Provided passage:
◆ ◆ ◆ ◆ ◆ ◆ ◆

If you invest in Dr. Tiller's worldview, the news that a small number of women who get IVF decide later to abort won't ruffle your feathers. You'll think, "I'm sure they have a very good reason." You imagine birth defects and broken relationships. And, of course, you'd be right. I had an abortion counselor tell me once about a lesbian couple who went through fertility treatment hell only to have an abortion because of a terrible birth defect, a tragedy that felt so cruelly ironic to the couple in question that they had to joke about it to cope. But if you're most people, you're so primed to believe the worst of women that you immediately go where the Times of London did, and conclude that the women who have abortions after IVF are bad people, too fickle to deserve rights.
Danielle Friedman, writing for the Daily Beast, says this about the outrage over the relatively rare IVF-to-abortion path: "[S]ome people believe that mothers who conceive through in vitro fertilization give up a degree of bodily autonomy." Of course, that's true of any decision a woman makes. Some people believe that women who go drinking in clubs give up their right not to be sexually assaulted. Some people—you may call them "pro-lifers"—believe that a woman who has sex at any time for any reason gives up her right to control her body. It's all a dressed-up way of saying that women didn't have a right to bodily autonomy in the first place.

◆ ◆ ◆ ◆ ◆ ◆ ◆

Dataset content:
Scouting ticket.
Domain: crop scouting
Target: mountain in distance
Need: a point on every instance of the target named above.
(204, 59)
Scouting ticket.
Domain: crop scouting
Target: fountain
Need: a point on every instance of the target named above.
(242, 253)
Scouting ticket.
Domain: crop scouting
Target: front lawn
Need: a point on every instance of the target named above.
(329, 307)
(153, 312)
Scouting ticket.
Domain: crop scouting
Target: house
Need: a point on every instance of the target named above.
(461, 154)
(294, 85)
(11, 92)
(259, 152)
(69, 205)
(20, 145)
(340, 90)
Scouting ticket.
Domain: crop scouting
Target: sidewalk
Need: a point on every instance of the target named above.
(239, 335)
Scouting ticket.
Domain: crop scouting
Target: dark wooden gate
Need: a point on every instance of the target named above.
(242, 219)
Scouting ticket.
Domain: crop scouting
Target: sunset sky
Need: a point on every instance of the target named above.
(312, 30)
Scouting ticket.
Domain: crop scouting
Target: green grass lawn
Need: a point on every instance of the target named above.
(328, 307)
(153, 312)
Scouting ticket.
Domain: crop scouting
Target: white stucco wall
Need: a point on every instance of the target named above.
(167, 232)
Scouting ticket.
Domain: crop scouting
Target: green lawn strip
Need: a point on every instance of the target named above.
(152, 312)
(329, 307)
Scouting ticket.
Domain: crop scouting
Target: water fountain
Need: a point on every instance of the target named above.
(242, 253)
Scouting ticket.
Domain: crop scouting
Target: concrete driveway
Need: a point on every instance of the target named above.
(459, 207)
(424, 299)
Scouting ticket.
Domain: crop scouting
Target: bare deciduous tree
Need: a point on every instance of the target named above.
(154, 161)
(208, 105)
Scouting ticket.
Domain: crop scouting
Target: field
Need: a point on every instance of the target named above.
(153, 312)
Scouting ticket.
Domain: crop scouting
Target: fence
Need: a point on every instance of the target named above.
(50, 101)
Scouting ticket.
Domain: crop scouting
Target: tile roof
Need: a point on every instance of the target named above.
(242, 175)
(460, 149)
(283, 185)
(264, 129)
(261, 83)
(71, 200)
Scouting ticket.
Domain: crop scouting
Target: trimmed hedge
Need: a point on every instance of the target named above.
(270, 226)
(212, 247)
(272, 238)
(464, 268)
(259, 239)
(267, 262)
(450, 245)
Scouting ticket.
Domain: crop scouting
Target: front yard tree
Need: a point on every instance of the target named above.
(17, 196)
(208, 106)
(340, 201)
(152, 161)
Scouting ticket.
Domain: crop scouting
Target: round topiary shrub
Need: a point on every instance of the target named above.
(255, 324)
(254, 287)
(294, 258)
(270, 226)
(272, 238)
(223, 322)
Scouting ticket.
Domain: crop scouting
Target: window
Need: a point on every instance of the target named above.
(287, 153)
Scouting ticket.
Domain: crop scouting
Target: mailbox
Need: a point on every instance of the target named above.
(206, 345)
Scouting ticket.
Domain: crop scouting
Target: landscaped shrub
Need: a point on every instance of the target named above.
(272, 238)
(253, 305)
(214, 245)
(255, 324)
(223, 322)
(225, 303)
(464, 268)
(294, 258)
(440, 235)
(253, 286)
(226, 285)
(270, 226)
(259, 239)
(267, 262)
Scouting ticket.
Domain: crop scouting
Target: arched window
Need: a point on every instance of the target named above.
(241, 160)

◆ ◆ ◆ ◆ ◆ ◆ ◆

Work instructions:
Could you continue the passage above on abortion after IVF, picking up right after its last sentence?

Answer space:
Saying "trust women" doesn't mean believe women are better than men or especially trustworthy people. It's just assuming women are human beings, and, like men, can be expected to make rational decisions most of the time. And indeed, as Friedman points out, that assumption plays out when you look at women who abort after conceiving through IVF. And if you doubted that before you hear their stories, you should be hit with the sudden realization of how your sexism took you to an ugly place. Viewed with empathy, women who go through the hell of IVF and then abortion are people who deserve our utmost sympathy for their struggles, not our contempt.